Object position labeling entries
──────────
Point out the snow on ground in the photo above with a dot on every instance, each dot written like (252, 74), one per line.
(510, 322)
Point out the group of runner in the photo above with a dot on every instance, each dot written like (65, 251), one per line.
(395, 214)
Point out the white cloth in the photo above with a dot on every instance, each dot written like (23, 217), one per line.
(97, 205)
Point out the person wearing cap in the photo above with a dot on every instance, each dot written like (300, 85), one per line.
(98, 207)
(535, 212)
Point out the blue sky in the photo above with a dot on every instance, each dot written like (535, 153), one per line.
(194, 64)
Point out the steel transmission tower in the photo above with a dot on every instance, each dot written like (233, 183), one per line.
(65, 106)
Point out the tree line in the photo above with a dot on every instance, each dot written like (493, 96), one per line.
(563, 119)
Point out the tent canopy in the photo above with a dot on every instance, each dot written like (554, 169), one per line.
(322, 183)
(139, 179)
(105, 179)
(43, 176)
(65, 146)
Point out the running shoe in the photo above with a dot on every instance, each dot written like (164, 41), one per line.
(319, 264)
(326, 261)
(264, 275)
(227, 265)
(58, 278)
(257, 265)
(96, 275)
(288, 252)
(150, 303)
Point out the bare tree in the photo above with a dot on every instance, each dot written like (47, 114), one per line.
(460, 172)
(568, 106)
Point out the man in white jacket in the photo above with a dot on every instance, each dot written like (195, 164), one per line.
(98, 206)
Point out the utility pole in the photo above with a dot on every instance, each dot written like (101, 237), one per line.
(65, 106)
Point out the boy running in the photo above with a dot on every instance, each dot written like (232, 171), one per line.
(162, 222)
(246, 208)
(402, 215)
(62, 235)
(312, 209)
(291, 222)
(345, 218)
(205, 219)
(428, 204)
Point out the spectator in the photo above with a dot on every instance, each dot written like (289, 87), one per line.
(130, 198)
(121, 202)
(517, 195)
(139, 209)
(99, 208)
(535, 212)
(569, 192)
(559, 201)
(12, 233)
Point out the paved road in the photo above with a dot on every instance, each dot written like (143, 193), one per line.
──────────
The exercise
Print the whole listing exactly as it is.

The result
Point out the snow on ground in the photo above with a dot on every instance, each dot written like (252, 74), one per line.
(510, 322)
Point out the group of runner in the photo above with a dot on every instance, each dot written like (65, 251), one per line.
(395, 214)
Point out the white cloth in the photo above with a dot on every instance, each dot written like (23, 217), one per line.
(97, 205)
Point out the person wearing cap in the photo above with a dot on every instance, each dot written like (300, 85), one per line.
(98, 207)
(535, 212)
Point out the blue sky in the photo above with a dot on every instance, each dot written like (535, 153), one per line.
(194, 64)
Point out the steel transmission tower in the photo above with a dot on every instance, each dot written like (233, 183), one per line.
(65, 106)
Point out the tree line in the photo above with a dot on every instance, each dot written like (493, 96), one per line.
(563, 119)
Point out the tent canopy in the photo above with a dot on every instance, each dot written like (554, 169), one per line.
(322, 183)
(139, 179)
(105, 179)
(43, 176)
(65, 146)
Point out the running shoe in the photo above with a dot on every instance, each dot written like (164, 41), one per line.
(319, 264)
(326, 261)
(264, 275)
(227, 265)
(58, 278)
(257, 265)
(96, 275)
(288, 252)
(150, 303)
Point out the bare tree in the photo above with a dot on every instance, each dot written like (47, 114), one per line.
(460, 172)
(568, 106)
Point out the man in white jacket in the photo above with a dot on every instance, each dot written like (195, 164), one per line.
(98, 206)
Point out the utility pole in the photo above with a dot on every instance, each dot written like (101, 237), one per line.
(65, 106)
Point out the boy running in the photo above with a dot on every instance, each dot written like (232, 171), one per line.
(162, 222)
(246, 208)
(402, 215)
(62, 235)
(312, 209)
(291, 222)
(345, 218)
(205, 219)
(428, 204)
Point out the spectator in the photo above with a dot on every instance, each dot written like (289, 87), one per line.
(130, 198)
(121, 202)
(517, 195)
(139, 209)
(99, 208)
(535, 212)
(569, 192)
(559, 201)
(12, 233)
Point out the paved road in the photo above with a dot on every instance, each dot written like (143, 193), one per line.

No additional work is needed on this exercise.